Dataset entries

"""

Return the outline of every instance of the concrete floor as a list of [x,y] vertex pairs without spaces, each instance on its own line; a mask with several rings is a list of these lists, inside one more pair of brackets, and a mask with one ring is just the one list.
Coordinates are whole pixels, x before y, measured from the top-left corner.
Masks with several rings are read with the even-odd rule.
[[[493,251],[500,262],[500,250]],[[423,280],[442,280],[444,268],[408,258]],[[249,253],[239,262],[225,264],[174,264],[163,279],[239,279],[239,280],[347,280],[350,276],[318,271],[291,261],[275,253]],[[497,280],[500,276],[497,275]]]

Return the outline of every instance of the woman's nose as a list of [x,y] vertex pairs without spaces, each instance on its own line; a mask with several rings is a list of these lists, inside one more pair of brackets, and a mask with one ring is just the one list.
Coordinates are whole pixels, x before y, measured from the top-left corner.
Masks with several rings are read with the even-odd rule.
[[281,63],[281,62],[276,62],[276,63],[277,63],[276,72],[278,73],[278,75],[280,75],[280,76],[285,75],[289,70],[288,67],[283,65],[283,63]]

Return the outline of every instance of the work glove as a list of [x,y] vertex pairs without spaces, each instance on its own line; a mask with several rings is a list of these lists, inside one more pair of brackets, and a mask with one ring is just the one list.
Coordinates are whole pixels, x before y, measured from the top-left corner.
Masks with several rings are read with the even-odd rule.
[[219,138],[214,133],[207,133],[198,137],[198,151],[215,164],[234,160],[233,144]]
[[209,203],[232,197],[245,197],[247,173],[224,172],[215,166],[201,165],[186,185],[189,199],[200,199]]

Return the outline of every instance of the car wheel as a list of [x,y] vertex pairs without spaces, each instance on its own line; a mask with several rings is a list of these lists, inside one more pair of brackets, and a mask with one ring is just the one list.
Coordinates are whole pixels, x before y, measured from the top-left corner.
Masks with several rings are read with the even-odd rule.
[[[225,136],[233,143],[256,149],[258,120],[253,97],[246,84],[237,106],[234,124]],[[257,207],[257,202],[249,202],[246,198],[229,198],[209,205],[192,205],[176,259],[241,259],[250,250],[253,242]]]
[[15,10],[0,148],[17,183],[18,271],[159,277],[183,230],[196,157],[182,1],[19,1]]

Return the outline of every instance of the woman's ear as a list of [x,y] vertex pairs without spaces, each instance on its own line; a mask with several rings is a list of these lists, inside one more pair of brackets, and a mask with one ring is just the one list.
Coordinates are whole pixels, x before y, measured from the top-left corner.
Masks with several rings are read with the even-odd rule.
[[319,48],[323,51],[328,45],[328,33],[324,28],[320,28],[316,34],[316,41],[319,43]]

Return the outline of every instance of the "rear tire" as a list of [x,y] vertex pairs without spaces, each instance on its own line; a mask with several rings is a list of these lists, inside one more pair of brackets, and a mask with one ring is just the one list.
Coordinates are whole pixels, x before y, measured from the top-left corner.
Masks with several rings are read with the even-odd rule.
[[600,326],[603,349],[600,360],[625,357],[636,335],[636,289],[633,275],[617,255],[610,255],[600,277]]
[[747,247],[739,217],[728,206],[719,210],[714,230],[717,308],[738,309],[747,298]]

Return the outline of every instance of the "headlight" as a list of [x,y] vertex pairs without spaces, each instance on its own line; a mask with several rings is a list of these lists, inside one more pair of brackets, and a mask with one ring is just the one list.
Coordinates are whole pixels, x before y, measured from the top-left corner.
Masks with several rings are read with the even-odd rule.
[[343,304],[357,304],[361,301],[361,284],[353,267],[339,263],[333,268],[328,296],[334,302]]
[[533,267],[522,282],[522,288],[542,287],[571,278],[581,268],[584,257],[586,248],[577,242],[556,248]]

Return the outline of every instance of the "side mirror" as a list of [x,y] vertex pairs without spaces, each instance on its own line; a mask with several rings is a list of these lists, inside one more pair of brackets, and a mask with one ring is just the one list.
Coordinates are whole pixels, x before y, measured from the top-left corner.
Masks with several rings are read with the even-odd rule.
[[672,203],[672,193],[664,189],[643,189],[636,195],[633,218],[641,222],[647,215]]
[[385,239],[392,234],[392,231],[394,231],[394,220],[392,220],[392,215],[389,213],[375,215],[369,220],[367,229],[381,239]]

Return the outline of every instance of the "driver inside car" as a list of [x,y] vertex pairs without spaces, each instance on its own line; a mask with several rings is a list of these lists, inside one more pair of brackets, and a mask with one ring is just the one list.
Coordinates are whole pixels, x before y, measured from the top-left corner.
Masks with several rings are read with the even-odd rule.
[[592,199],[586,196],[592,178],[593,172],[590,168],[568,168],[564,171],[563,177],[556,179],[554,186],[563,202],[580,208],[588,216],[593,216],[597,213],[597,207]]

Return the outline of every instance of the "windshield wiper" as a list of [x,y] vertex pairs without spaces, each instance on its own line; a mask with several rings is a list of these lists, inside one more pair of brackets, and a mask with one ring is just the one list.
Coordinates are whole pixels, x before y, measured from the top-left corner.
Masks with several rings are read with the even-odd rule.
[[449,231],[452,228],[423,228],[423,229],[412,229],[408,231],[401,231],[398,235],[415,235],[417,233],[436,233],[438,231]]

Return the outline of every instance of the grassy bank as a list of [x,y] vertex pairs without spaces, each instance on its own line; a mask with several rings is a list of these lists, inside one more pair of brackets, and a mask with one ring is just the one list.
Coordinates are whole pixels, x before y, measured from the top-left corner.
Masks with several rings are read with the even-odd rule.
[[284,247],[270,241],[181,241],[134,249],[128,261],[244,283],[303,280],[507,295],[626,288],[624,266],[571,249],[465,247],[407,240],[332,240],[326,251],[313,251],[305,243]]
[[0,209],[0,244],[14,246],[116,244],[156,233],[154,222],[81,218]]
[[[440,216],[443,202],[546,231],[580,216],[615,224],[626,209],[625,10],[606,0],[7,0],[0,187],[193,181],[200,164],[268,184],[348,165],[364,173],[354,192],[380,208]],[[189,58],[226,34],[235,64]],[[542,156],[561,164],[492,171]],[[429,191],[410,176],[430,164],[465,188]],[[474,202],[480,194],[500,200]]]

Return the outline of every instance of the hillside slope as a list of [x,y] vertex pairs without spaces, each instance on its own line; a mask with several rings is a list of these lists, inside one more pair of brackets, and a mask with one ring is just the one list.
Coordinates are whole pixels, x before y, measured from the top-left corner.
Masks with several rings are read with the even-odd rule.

"""

TASK REQUIREMENTS.
Write the entries out again, exactly and completely.

WRITTEN ANSWER.
Return the outline of every instance of the concrete floor as a list of [x,y] vertex pairs without spaces, each instance on its own line; a mask with several rings is a list of these lists, inside one more pair of brackets, and a mask with one ring is just the one list.
Coordinates are whole pixels, x before y, measured from the top-left corner.
Masks with several rings are read with the even-odd rule.
[[[493,251],[500,262],[500,250]],[[423,280],[442,280],[444,268],[408,258]],[[249,253],[239,262],[225,264],[174,264],[163,279],[239,279],[239,280],[347,280],[350,276],[318,271],[291,261],[275,253]],[[497,280],[500,276],[497,275]]]

Return the outline of every instance of the woman's nose as a list of [x,y] vertex pairs without spaces, each instance on its own line; a mask with several rings is a list of these lists, inside one more pair of brackets, and a mask with one ring is just the one list.
Coordinates are whole pixels, x before y, measured from the top-left corner.
Masks with several rings are read with the even-odd rule.
[[281,63],[281,62],[276,62],[276,63],[277,63],[276,72],[278,73],[278,75],[280,75],[280,76],[285,75],[289,70],[288,67],[283,65],[283,63]]

Return the outline of every instance of the work glove as a list of [x,y] vertex pairs without spaces, each instance on its own line; a mask with several rings is a list of these lists, inside one more pair of brackets, and a mask with one ring is just the one list.
Coordinates are whole pixels, x before y, measured from the top-left corner.
Masks with several rings are read with the even-odd rule.
[[219,138],[214,133],[207,133],[198,137],[198,151],[215,164],[234,160],[233,144]]
[[209,203],[232,197],[245,197],[247,173],[224,172],[215,166],[201,165],[186,185],[189,199],[200,199]]

Return the outline of every instance of the car wheel as a list of [x,y] vertex pairs without spaces, each instance on its own line; a mask with several rings is a list of these lists, inside one more pair of brackets, and a mask with one ring is just the one list.
Coordinates are whole pixels, x before y, measured from the top-left corner.
Masks with several rings are read with the even-odd rule.
[[[225,136],[233,143],[256,149],[258,120],[253,97],[246,84],[237,106],[234,124]],[[257,207],[257,202],[249,202],[246,198],[229,198],[209,205],[192,205],[176,259],[241,259],[250,250],[253,242]]]
[[15,10],[0,148],[17,183],[18,271],[159,277],[183,230],[196,157],[182,1],[19,1]]

Return the outline of every instance of the woman's ear as a list of [x,y] vertex pairs without spaces, each instance on its own line; a mask with several rings is a list of these lists, inside one more pair of brackets, and a mask with one ring is just the one list.
Coordinates are whole pixels, x before y, measured from the top-left corner.
Masks with several rings are read with the even-odd rule.
[[319,48],[323,51],[328,45],[328,33],[324,28],[320,28],[316,34],[316,41],[319,43]]

Return the outline of every instance of the "rear tire" as a list of [x,y] vertex pairs without spaces, each instance on its own line; a mask with several rings is a list of these lists, inside one more pair of brackets, and a mask with one ring is just the one list.
Coordinates are whole pixels, x before y, measured from the top-left corner.
Masks with several rings are read with the even-odd rule.
[[600,326],[603,349],[600,360],[625,357],[636,335],[636,289],[633,275],[617,255],[610,255],[600,277]]
[[747,247],[739,217],[728,206],[719,210],[714,230],[717,308],[738,309],[747,298]]

Return the outline of every instance of the "headlight" as a list of [x,y] vertex pairs without spaces, each instance on its own line; a mask with several rings is a list of these lists, inside one more pair of brackets, and a mask with one ring is just the one list.
Coordinates are whole pixels, x before y, measured from the top-left corner.
Masks with several rings are read with the even-odd rule.
[[343,304],[357,304],[361,301],[361,284],[353,267],[339,263],[333,268],[328,296],[334,302]]
[[533,267],[522,282],[522,288],[542,287],[571,278],[581,268],[584,257],[586,248],[577,242],[556,248]]

Return the outline of every instance of the "side mirror" as a list of [x,y] vertex pairs without spaces, each instance on its own line; a mask with several rings is a list of these lists, inside one more pair of brackets, and a mask with one ring is just the one list.
Coordinates are whole pixels, x before y, measured from the top-left corner.
Masks with several rings are read with the even-odd rule.
[[672,203],[672,193],[664,189],[643,189],[636,195],[633,218],[641,222],[647,215]]
[[385,239],[392,234],[392,231],[394,231],[394,220],[392,220],[392,215],[389,213],[375,215],[369,220],[367,229],[381,239]]

Return the outline of every instance of the "driver inside car" as a list of [x,y] vertex pairs without spaces, each instance on its own line; a mask with several rings is a list of these lists, inside one more pair of brackets, and a mask with one ring is just the one list.
Coordinates are whole pixels, x before y, measured from the top-left corner.
Masks with several rings are read with the even-odd rule.
[[592,199],[586,196],[592,178],[593,172],[590,168],[568,168],[564,171],[563,177],[556,179],[554,186],[563,202],[580,208],[588,216],[593,216],[597,213],[597,207]]

Return the outline of every instance of the "windshield wiper" as a list of [x,y] vertex pairs without spaces, each instance on its own line; a mask with several rings is a list of these lists, inside one more pair of brackets, and a mask with one ring is just the one list.
Coordinates are whole pixels, x before y, measured from the top-left corner.
Masks with several rings are read with the even-odd rule.
[[449,231],[452,228],[423,228],[423,229],[412,229],[408,231],[401,231],[398,235],[415,235],[417,233],[436,233],[438,231]]

Return the outline of every instance of the grassy bank as a list of [x,y] vertex pairs without spaces, each instance on its own line; a mask with several rings is a list of these lists, inside one more pair of brackets, and a mask with one ring is just the one list.
Coordinates are whole pixels, x before y, measured from the top-left corner.
Masks with several rings are read with the even-odd rule.
[[284,247],[270,241],[181,241],[134,249],[128,261],[244,283],[303,280],[507,295],[626,288],[624,266],[571,249],[465,247],[407,240],[332,240],[326,251],[313,251],[305,243]]
[[0,209],[0,244],[14,246],[116,244],[156,233],[154,222],[81,218]]
[[[440,216],[443,202],[546,231],[580,216],[615,224],[626,209],[625,10],[606,0],[7,0],[0,187],[193,181],[200,164],[268,184],[348,165],[364,173],[354,192],[380,208]],[[189,58],[226,34],[235,64]],[[542,156],[561,164],[492,171]],[[429,191],[410,176],[430,164],[465,188]],[[474,202],[480,194],[500,200]]]

Return the outline of every instance of the hillside slope as a list of [x,y] vertex pairs without spaces, each instance on its own line; a mask with several rings is a list of these lists, inside one more pair of brackets, and a mask with one ring is just the one list.
Coordinates are whole pixels, x before y, measured from the top-left corner.
Masks with several rings are read with the even-odd rule.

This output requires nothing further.